### Actions to take:
[a] Repeat the passage from the article on climate change and Iraqi women's livelihoods, from "Shafaq News /" up to and including "and low wages.".
[b] Condense the paragraph of the article on climate change and Iraqi women's livelihoods that begins "Climate change has had an impact" into a bulleted list, keeping its main facts.
[c] Go on with the article on climate change and Iraqi women's livelihoods from the point where it stops.
=== Extract ===
How has climate change affected Iraqi women's livelihoods?
Shafaq News / Um Anwar, a 34-year-old farmer, reluctantly opted to abandon her house and land in the southern Iraqi governorate of Diwaniyah and migrate to al-Muthanna governorate in pursuit of a new job opportunity, as have many other farmers suffering from climate change-related drought.
Um Anwar is a widow who used to grow okra and black-eyed peas to support her four children. However, she is currently unemployed after being forced to leave the Samawa brick factory owing to the extreme heat, harsh working conditions, and low wages.
Climate change has had an impact on the country's agricultural, industrial, and other sectors. The southern regions suffered the most damage, particularly the marshes, which suffered the death of fish, birds, and water buffaloes, causing many families to displace as a result of the loss of their economic resources.
According to Zuzan Ali Saleh, a member of the parliamentary committee on agriculture, water, and marshes, "many women in the southern governorates contribute to helping their families economically by working in agriculture or raising livestock, and thus climate change has affected the economic reality on them, and caused an increase in the level of poverty in these governorates."
Nissan al-Zayer, another member of the committee, in addition to Suhaila Awfi al-Ajrash, a member of the parliamentary human rights committee, agreed on the importance of "creating job opportunities for women to support themselves and their families, especially rural women, who have been greatly affected by climate change."
=== Data ===
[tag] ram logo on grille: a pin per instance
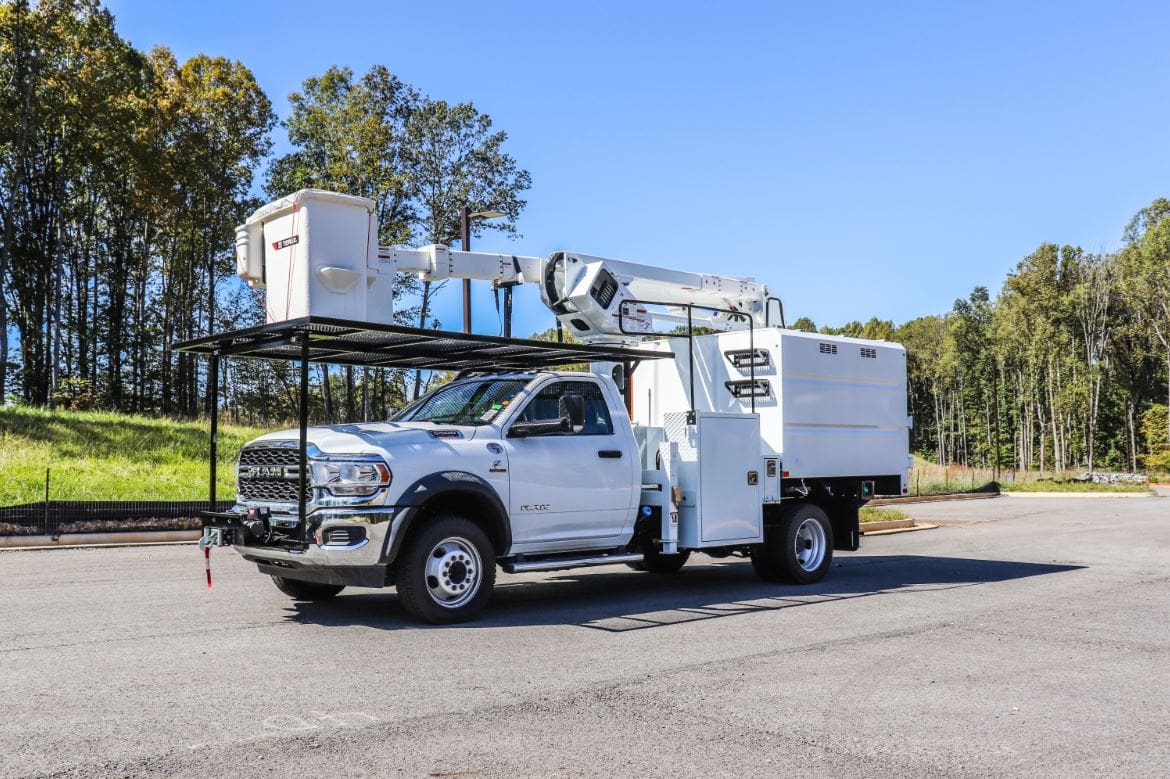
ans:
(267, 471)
===
=== Data ===
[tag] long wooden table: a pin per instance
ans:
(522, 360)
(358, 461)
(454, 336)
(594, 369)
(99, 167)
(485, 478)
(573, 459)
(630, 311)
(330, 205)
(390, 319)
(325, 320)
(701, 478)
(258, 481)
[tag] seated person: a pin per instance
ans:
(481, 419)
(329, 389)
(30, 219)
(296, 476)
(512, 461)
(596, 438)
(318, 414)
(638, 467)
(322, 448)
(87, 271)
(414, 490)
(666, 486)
===
=== Data ===
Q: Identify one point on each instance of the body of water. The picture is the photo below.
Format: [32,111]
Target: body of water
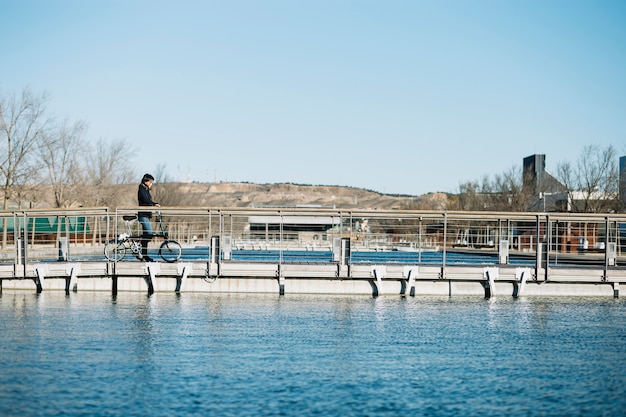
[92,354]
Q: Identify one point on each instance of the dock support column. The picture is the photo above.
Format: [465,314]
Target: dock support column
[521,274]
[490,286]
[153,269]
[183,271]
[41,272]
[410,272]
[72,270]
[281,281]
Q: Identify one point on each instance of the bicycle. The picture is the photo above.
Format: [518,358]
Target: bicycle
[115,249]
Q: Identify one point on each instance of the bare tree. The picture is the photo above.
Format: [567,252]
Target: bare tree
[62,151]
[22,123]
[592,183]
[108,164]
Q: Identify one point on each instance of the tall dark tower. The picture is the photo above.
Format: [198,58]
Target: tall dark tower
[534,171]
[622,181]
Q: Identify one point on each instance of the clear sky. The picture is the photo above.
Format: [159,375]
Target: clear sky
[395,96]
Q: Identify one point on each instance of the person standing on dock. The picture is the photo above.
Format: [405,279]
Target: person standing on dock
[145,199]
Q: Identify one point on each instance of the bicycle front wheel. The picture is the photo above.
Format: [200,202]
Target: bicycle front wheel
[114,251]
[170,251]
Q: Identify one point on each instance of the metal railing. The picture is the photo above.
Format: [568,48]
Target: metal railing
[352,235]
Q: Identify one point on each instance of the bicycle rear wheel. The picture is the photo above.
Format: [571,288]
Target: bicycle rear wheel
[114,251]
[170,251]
===
### Written answers:
[a]
Shafaq News / Um Anwar, a 34-year-old farmer, reluctantly opted to abandon her house and land in the southern Iraqi governorate of Diwaniyah and migrate to al-Muthanna governorate in pursuit of a new job opportunity, as have many other farmers suffering from climate change-related drought.
Um Anwar is a widow who used to grow okra and black-eyed peas to support her four children. However, she is currently unemployed after being forced to leave the Samawa brick factory owing to the extreme heat, harsh working conditions, and low wages.

[b]
- Climate change has affected Iraq's agricultural, industrial, and other sectors.
- The southern regions were hit hardest, especially the marshes.
- In the marshes, fish, birds, and water buffaloes died.
- Many families were displaced after losing their economic resources.

[c]
They explained to Shafaq News Agency, "The support is through granting them loans, encouraging them to establish small projects, and introducing them to training workshops."
Climate change negatively affects the psychological health of humans, especially in people who have genetic and biological factors for mental illness, as extreme weather causes them psychological stress, which is called environmental anxiety, or phobia of weather and climate changes, according to psychotherapist Dr. Mawj al-Kinani.
She pointed out that "recent studies have linked climate change and mental health, which is indirectly affected by heat, humidity, rain, and drought, through economic and social activities and direct pressure on workers outside the home, especially working women."
"Working women face pressures at home, and social pressures because they go out of the house to work, and these pressures lead to the emergence of anxiety, phobias, and PTSD."
According to al-Kinani, recent studies have found a relation between increased visits to psychiatrists and suicides with high temperatures, especially in women, and also found that high temperatures may increase the rates of depression, especially among pregnant and working women.
Moreover, high temperatures affect people who work under the sun or in high-temperature places.
Direct exposure to sunlight causes heat stroke or vascular shock, when sweating increases and reaches the stage of dehydration as a result of the loss of fluids and salts, after which the person enters the stage of shock, coma, and loss of consciousness, according to family medicine specialist, Dr. Ammar Hussein Ahmed.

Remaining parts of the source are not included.